• _TASK DESCRIPTION_
Beginning at the line containing "rear door. Keep to one point per instance.", print every line until the records end, keeping each exactly as it is.
*** Block opens ***
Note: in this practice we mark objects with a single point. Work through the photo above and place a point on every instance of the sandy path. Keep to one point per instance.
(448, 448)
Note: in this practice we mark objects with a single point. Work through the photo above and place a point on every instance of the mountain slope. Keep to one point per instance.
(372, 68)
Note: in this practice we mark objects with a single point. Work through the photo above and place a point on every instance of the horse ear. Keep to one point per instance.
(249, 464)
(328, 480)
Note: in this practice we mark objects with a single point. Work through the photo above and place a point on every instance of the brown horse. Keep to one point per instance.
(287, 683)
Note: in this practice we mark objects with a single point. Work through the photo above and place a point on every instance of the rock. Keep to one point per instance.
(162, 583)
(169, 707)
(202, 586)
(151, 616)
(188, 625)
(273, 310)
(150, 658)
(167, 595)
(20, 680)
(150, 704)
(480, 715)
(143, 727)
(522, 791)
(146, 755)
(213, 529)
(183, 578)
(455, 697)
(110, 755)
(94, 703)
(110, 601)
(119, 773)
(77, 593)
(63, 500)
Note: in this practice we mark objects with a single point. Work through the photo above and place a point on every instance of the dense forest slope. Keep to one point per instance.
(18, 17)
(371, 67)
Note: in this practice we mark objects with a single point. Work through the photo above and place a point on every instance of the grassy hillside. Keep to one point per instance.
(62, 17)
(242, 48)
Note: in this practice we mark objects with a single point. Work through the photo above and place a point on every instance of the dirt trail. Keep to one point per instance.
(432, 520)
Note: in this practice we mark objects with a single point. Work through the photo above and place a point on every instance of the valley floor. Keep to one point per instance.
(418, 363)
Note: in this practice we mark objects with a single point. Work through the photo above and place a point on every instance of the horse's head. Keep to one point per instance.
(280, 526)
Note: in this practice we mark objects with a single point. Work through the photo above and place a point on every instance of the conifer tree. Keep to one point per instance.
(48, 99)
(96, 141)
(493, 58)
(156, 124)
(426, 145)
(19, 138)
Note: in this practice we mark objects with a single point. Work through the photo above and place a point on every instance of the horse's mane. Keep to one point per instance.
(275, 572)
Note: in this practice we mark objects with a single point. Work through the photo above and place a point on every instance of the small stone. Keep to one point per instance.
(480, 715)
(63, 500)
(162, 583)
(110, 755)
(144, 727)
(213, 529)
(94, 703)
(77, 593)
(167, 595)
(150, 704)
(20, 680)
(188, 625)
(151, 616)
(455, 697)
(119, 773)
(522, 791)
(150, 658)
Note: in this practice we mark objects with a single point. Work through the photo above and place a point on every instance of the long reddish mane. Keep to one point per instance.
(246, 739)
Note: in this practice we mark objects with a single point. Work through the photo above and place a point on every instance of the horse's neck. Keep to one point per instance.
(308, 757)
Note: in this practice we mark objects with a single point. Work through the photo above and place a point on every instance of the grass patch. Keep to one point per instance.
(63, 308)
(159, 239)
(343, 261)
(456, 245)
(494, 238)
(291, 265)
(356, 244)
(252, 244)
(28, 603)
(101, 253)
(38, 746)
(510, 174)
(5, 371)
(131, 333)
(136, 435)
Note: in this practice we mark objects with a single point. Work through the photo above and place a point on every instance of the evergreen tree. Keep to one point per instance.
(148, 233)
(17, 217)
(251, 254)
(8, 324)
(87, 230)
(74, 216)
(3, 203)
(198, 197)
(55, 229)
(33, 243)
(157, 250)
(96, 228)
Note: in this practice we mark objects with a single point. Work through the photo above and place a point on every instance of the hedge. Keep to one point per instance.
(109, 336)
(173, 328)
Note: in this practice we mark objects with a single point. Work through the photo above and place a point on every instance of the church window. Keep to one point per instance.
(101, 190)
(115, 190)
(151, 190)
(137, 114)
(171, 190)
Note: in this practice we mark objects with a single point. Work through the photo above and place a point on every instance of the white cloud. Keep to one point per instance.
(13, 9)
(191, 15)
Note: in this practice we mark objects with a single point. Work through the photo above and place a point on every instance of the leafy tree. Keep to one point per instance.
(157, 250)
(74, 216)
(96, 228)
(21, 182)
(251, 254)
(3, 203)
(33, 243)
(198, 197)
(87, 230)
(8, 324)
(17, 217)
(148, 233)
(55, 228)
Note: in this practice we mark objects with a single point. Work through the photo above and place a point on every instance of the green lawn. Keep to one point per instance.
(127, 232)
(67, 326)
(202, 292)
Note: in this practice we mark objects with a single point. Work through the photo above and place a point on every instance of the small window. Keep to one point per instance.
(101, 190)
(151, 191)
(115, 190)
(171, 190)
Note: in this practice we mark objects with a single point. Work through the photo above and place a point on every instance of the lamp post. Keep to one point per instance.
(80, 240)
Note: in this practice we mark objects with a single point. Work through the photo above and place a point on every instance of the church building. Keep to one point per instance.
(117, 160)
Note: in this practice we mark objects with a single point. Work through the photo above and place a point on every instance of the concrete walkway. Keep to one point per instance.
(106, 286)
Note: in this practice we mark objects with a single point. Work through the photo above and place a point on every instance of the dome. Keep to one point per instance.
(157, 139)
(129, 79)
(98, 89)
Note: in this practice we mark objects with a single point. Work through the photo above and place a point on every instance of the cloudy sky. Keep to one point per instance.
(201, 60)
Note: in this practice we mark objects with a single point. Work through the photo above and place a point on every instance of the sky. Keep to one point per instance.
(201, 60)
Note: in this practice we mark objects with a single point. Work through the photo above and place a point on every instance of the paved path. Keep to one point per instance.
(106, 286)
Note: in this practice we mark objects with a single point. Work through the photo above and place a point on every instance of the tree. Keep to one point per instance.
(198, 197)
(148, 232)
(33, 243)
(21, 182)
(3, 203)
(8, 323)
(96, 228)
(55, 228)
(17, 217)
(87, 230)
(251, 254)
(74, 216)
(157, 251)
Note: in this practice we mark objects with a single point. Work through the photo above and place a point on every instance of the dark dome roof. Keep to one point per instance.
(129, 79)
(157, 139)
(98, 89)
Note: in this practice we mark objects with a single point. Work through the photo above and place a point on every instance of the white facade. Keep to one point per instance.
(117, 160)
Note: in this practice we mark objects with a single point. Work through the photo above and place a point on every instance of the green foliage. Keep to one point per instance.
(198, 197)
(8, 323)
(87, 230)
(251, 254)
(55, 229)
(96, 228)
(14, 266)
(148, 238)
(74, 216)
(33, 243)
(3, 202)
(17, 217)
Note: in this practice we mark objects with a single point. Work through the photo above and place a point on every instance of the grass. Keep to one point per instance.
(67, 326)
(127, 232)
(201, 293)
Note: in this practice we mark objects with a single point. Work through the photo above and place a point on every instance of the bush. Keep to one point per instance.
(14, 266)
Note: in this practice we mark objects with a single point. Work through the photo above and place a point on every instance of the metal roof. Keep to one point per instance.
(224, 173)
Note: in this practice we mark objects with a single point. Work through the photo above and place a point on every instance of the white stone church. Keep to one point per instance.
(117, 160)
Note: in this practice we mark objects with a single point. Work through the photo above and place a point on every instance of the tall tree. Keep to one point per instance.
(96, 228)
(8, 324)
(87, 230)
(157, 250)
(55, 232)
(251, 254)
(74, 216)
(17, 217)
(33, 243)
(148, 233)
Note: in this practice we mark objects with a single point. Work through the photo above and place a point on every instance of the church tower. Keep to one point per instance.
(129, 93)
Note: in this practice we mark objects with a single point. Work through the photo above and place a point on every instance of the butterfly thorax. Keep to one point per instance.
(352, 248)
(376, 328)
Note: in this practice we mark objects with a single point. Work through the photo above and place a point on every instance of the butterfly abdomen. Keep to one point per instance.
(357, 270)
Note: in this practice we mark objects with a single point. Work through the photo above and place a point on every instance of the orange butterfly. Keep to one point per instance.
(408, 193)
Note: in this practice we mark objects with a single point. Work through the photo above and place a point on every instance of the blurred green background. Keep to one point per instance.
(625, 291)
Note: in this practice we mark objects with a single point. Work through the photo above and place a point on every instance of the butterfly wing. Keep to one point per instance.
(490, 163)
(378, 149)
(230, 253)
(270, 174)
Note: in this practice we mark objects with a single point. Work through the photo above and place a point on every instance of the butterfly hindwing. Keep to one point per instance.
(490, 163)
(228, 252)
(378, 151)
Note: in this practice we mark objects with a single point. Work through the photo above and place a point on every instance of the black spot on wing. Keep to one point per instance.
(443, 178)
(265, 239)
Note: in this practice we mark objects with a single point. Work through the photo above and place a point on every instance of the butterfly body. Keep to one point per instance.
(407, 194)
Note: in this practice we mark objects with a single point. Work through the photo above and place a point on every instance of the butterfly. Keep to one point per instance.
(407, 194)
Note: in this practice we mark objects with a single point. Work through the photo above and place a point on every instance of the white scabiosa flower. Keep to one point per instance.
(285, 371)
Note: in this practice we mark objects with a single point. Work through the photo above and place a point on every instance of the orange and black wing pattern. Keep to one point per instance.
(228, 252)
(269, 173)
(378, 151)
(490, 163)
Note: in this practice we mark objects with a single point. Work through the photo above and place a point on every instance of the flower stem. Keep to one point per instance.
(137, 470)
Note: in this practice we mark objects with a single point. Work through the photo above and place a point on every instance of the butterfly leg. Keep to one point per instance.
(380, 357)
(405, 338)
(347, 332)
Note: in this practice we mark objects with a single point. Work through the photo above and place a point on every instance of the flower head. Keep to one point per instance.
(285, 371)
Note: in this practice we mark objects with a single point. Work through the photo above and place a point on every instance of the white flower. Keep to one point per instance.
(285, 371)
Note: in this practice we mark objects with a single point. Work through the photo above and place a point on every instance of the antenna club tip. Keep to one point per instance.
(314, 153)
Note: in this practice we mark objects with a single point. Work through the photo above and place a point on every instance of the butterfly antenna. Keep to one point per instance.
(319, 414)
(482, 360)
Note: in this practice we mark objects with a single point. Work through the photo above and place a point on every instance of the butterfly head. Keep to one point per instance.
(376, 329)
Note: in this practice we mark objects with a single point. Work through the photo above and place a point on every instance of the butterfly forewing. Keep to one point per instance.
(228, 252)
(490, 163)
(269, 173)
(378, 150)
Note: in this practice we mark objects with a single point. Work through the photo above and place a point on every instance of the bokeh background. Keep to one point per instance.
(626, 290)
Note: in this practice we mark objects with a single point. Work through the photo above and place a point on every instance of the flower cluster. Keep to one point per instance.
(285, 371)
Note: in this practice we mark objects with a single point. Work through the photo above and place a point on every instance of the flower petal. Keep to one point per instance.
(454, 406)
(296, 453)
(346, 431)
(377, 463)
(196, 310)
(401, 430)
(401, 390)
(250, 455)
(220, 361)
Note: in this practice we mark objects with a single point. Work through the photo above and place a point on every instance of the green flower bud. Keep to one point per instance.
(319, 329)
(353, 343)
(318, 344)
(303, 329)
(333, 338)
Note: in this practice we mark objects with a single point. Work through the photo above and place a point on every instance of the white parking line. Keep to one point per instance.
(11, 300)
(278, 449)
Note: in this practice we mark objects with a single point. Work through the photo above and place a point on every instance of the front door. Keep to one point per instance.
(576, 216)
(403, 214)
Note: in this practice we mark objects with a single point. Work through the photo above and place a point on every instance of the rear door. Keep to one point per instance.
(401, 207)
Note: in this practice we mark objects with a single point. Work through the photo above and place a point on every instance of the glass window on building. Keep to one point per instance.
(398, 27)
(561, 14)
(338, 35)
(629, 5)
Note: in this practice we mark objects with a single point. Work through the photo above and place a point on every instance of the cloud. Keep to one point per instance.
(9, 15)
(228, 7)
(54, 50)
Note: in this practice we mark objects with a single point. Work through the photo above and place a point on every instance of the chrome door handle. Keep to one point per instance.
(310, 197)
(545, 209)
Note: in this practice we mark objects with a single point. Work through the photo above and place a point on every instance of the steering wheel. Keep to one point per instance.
*** Block closes ***
• _YOUR SOLUTION_
Note: in this practice we mark objects with a single point. Work through the photo above and place a point on every instance of the rear door. Keep to one point per instance.
(401, 207)
Note: in this practice we mark objects with a single point. Work through the photo above and place a point on every instance of the glass window on building. Keep to one point per instance.
(398, 27)
(561, 14)
(338, 35)
(629, 5)
Note: in this practice we mark objects with a single point. Work through the photo above and place a point on every instance of the cloud. Keep to one point per instance.
(9, 15)
(228, 7)
(54, 50)
Note: in this practice we mark objects with a single point. Work through the photo above and place a point on every instance of the chrome door handle. Keep to one point per instance.
(310, 197)
(545, 209)
Note: in this practice we mark objects with a single point. Work through the photo above and place a point on every instance of the steering wheel. Keep to one point per instance.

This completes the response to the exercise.